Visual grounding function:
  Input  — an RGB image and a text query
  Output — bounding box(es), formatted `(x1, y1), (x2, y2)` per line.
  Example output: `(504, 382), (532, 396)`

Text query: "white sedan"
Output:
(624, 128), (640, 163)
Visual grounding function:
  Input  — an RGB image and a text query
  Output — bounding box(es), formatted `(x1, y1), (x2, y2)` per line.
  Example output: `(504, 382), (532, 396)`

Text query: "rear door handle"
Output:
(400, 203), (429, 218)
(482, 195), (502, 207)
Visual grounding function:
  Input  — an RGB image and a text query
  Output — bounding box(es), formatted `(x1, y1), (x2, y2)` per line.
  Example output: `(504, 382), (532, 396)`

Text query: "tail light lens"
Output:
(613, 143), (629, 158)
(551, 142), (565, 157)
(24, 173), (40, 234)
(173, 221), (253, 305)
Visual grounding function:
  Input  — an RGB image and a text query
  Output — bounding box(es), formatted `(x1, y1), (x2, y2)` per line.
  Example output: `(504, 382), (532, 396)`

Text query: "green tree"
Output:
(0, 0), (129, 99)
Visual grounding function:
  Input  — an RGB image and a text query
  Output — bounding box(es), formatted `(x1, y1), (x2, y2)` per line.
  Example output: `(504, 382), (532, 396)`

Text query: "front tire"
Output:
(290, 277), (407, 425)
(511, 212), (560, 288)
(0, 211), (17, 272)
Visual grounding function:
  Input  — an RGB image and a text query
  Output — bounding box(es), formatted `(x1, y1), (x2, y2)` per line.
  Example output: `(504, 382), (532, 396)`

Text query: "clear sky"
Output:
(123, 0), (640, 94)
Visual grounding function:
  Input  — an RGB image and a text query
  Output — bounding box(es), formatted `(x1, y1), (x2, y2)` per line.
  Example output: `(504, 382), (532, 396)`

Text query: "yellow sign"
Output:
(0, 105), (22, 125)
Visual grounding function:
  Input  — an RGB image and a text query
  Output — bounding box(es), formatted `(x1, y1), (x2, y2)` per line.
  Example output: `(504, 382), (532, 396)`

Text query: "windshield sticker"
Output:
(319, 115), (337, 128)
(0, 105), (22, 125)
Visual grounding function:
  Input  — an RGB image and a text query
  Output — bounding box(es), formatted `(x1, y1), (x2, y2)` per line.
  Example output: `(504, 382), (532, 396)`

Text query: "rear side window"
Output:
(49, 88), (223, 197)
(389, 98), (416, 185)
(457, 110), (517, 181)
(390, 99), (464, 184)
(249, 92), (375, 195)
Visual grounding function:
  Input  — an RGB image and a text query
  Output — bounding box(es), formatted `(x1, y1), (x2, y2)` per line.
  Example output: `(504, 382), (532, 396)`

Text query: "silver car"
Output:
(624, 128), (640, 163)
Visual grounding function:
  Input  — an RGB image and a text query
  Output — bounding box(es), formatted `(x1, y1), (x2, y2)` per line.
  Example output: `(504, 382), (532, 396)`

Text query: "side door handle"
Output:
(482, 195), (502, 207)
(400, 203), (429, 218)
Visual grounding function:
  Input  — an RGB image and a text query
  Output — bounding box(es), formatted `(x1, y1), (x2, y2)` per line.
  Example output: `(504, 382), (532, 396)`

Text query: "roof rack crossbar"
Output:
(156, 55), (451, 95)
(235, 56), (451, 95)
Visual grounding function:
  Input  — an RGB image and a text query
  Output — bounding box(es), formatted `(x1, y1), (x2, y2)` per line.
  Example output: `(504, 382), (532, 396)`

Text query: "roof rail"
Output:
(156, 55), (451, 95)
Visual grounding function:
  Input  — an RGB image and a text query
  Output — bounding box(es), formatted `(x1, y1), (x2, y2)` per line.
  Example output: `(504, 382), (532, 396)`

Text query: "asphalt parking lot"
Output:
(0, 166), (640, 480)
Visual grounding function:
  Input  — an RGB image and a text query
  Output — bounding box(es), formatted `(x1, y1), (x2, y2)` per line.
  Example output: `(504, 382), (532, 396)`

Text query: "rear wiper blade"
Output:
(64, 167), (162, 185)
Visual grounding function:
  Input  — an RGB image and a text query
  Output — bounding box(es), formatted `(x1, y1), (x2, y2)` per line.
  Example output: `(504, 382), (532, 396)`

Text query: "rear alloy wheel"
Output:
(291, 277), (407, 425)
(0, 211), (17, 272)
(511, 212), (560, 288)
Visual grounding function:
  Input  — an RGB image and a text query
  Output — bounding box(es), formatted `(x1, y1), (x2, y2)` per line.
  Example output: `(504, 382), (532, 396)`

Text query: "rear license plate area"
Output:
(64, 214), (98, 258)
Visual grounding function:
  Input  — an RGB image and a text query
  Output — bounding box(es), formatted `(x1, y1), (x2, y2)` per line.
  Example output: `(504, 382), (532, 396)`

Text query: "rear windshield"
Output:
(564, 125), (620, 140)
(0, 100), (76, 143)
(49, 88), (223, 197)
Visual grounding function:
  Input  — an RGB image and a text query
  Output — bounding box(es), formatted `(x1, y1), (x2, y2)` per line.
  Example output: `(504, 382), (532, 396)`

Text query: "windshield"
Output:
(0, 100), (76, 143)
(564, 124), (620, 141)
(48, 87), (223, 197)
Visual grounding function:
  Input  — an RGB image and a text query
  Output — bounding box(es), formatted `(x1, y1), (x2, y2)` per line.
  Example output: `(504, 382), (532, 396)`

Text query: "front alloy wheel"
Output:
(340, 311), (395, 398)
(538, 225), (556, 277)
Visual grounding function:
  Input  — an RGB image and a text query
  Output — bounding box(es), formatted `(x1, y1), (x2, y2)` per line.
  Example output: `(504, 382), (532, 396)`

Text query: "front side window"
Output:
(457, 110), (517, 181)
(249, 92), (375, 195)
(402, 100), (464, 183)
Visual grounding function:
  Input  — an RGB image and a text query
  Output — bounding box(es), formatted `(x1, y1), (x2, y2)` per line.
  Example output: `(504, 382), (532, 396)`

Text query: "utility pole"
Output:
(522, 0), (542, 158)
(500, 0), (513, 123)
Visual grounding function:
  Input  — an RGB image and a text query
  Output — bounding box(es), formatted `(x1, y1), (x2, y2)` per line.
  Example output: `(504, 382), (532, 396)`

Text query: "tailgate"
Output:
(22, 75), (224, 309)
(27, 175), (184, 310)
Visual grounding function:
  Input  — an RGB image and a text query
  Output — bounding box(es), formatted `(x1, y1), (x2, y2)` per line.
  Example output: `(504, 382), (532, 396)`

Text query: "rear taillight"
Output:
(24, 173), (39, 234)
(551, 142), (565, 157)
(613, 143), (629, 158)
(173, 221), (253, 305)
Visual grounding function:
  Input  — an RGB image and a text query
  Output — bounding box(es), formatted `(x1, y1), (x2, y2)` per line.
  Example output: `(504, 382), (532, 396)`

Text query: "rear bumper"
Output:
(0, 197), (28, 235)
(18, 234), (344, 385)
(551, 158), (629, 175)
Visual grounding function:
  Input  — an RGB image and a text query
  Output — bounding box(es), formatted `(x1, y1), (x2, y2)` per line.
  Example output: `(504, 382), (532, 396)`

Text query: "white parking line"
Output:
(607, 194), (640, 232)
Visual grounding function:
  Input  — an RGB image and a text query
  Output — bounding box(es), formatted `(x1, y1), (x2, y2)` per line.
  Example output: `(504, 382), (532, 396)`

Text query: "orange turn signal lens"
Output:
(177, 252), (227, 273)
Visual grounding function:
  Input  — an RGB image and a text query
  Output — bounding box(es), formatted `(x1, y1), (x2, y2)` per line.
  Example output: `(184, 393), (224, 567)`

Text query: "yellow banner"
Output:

**WHAT THE TASK ASKS:** Restate each entry exactly, skipping none.

**RESPONSE TO THIS EXERCISE:**
Visual grounding function:
  Input  — an RGB image and a text query
  Output — bounding box(es), formatted `(x1, y1), (x2, y2)` per line.
  Example output: `(504, 382), (532, 396)`

Text query: "white sedan"
Output:
(624, 128), (640, 163)
Visual grounding function:
  Input  — an RGB image and a text query
  Output — bounding box(es), formatted `(x1, y1), (x2, y2)` per line.
  Example output: `(504, 382), (532, 396)`

Text query: "rear door handle"
Output:
(400, 203), (429, 218)
(482, 195), (502, 207)
Visual grounding function:
  Input  — an RGB image and a text query
  Output — bounding box(es), formatted `(x1, y1), (x2, y2)` per line.
  Example output: `(504, 382), (532, 396)`

Text query: "tail light lens"
Output:
(613, 143), (629, 158)
(551, 142), (565, 157)
(24, 173), (40, 234)
(173, 221), (253, 305)
Visual grounding function:
  Input  — an RGB image and a text query
  Output — bounding box(es), formatted `(x1, y1), (x2, y2)` per line.
  Example output: `(504, 382), (532, 396)`

Text query: "green tree"
Output:
(0, 0), (129, 99)
Visual grounding function:
  Input  — an RGB image and a text query
  Output — bounding box(es), formatted `(x1, y1), (x2, y2)` per line.
  Example output: `(504, 382), (532, 396)`

Text query: "front tire"
Output:
(290, 277), (407, 425)
(511, 212), (560, 288)
(0, 211), (17, 272)
Visual grounding function:
  Input  — an RGB image and a text query
  Output — bounding box(es), formatted `(x1, y1), (x2, y2)` per line.
  Example output: `(504, 382), (532, 396)`

Text query: "clear sky"
Output:
(123, 0), (640, 94)
Visual grounding function:
  Input  — an RGB image and a text query
  Output — bounding box(es), formatted `(x1, y1), (x2, y2)` per line.
  Example output: `(504, 382), (532, 396)`

Text query: "yellow sign"
Output:
(0, 105), (22, 125)
Visual grounding function:
  Input  — an RGB image and a text query
  Output — bounding box(es), formatted `(x1, y1), (x2, y2)` per line.
  Example output: `(504, 382), (532, 396)`

Text query: "windshield sticker"
Output:
(319, 115), (337, 128)
(0, 105), (22, 125)
Visual grounding function:
  Input  — an RGB image and a text query
  Output — bounding box(es), formatted `(x1, y1), (x2, y2)` per line.
  Example output: `(504, 382), (532, 396)`

Text query: "rear side window"
Output:
(49, 88), (223, 197)
(389, 98), (416, 185)
(457, 110), (517, 181)
(390, 99), (464, 184)
(249, 92), (375, 195)
Visual grounding function:
  Input  — an RGB image and a text query
  Output — bounding box(es), formatted `(x1, y1), (x2, y2)` per line.
  Example output: `(504, 382), (532, 396)`

Text query: "silver car"
Output:
(624, 128), (640, 163)
Visual grounding function:
  Input  — an RGB image and a text query
  Output — bounding box(es), formatted `(x1, y1), (x2, y2)` per line.
  Example output: `(504, 382), (532, 396)`

Text query: "side door handle"
Output:
(482, 195), (502, 207)
(400, 203), (429, 218)
Visual grounding function:
  Input  — an RGB image and a text query
  Output — bounding box(es), formatted `(x1, y1), (x2, y2)` per line.
  Example output: `(504, 382), (532, 396)`

Text query: "roof rack crossbar"
Output:
(156, 55), (451, 95)
(235, 56), (451, 95)
Visual grounding function:
  Input  — an RGB image and a text query
  Output — bounding box(es), formatted `(x1, y1), (x2, y2)` per line.
  Example output: `(504, 382), (532, 396)`

Text query: "roof rail"
Output:
(156, 55), (451, 95)
Visual grounding function:
  Input  — an RGB image and a text query
  Output — bounding box(es), formatted `(x1, y1), (x2, y2)` per line.
  Example output: `(504, 382), (532, 396)`

Text query: "asphalt parking lot"
Output:
(0, 166), (640, 480)
Visual grounding function:
  Input  — an RGB image and a text query
  Output — bounding box(es), formatted `(x1, y1), (x2, y2)` per line.
  Example output: `(504, 382), (532, 396)`

Text query: "rear wiper blade"
Output:
(64, 167), (162, 185)
Visual grounding function:
  Input  — an RGB image and a text query
  Output — bounding box(es), formatted `(x1, y1), (x2, y2)` per line.
  Example output: `(504, 382), (532, 396)`

Text query: "rear alloy wheel"
Output:
(291, 277), (407, 425)
(0, 211), (17, 272)
(511, 212), (560, 288)
Visual grounding function:
  Input  — an RGB image and a text query
  Output — bounding box(es), formatted `(x1, y1), (x2, y2)` per line.
  Example output: `(504, 382), (532, 396)`

Text query: "rear license plate area"
Output:
(64, 214), (98, 258)
Visual grounding function:
  Input  — an RGB image and a text query
  Output — bounding box(es), formatted `(x1, y1), (x2, y2)` per line.
  Example output: `(504, 382), (532, 396)`

Text query: "rear windshield"
Output:
(564, 125), (620, 140)
(0, 100), (76, 143)
(49, 88), (223, 197)
Visual grounding function:
  Input  — an RGB image and a text query
  Output — bounding box(es), formatted `(x1, y1), (x2, y2)` per line.
  Example output: `(504, 382), (532, 396)`

Text query: "windshield"
Output:
(0, 100), (76, 143)
(564, 124), (620, 141)
(48, 87), (223, 197)
Visual grounding function:
  Input  — an RGB image and a text query
  Output — bounding box(es), formatted `(x1, y1), (x2, y2)` per line.
  Example output: `(504, 382), (532, 396)`

Text query: "front alloy wheel"
Output:
(340, 311), (395, 398)
(538, 225), (556, 277)
Visual grounding function:
  Input  — an RGB image and a text query
  Output — bounding box(es), formatted `(x1, y1), (x2, y2)` per line.
  Example output: `(504, 382), (532, 396)`

Text query: "front side window"
Output:
(457, 110), (517, 181)
(249, 92), (375, 195)
(402, 100), (464, 183)
Visual grounding function:
  Input  — an RGB image and a text query
  Output — bounding box(es), formatted `(x1, y1), (x2, y2)` per line.
  Example output: `(504, 382), (532, 396)`

Text query: "utility pole"
Output:
(522, 0), (542, 158)
(500, 0), (513, 123)
Visual grounding function:
  Input  — an RGB image and a text query
  Output — bounding box(es), formatted `(x1, y1), (x2, y2)` per line.
  Example output: `(504, 382), (532, 396)`

Text query: "tailgate"
Output:
(22, 75), (224, 309)
(27, 175), (184, 310)
Visual grounding function:
  Input  — an RGB image and a text query
  Output — bounding box(es), formatted `(x1, y1), (x2, y2)` per line.
  Example output: `(504, 382), (532, 396)`

Text query: "rear taillight"
Output:
(24, 173), (39, 234)
(551, 142), (565, 157)
(613, 143), (629, 158)
(173, 221), (253, 305)
Visual grounding function:
  Input  — an RGB image and a text query
  Output — bounding box(es), formatted `(x1, y1), (x2, y2)` per line.
  Example output: `(504, 382), (532, 396)`

Text query: "rear bumper"
Output:
(0, 197), (28, 235)
(18, 234), (344, 385)
(551, 158), (629, 175)
Visual grounding function:
  Input  — an RGB image and a text query
  Output — bounding box(es), formatted `(x1, y1), (x2, y2)` per line.
  Example output: `(504, 382), (532, 396)`

Text query: "white parking line"
Output:
(607, 194), (640, 232)
Visual grounding function:
  Input  — an RGB image and a text query
  Output — bounding box(es), formatted `(x1, y1), (x2, y2)` per line.
  Example output: `(504, 382), (532, 396)`

Text query: "orange turn signal lens"
Output:
(177, 252), (227, 273)
Visual grounding function:
  Input  — an RGB image and a text query
  Output — bounding box(es), formatted `(x1, y1), (x2, y2)` per line.
  Example output: `(184, 393), (224, 567)`

Text query: "yellow banner"
Output:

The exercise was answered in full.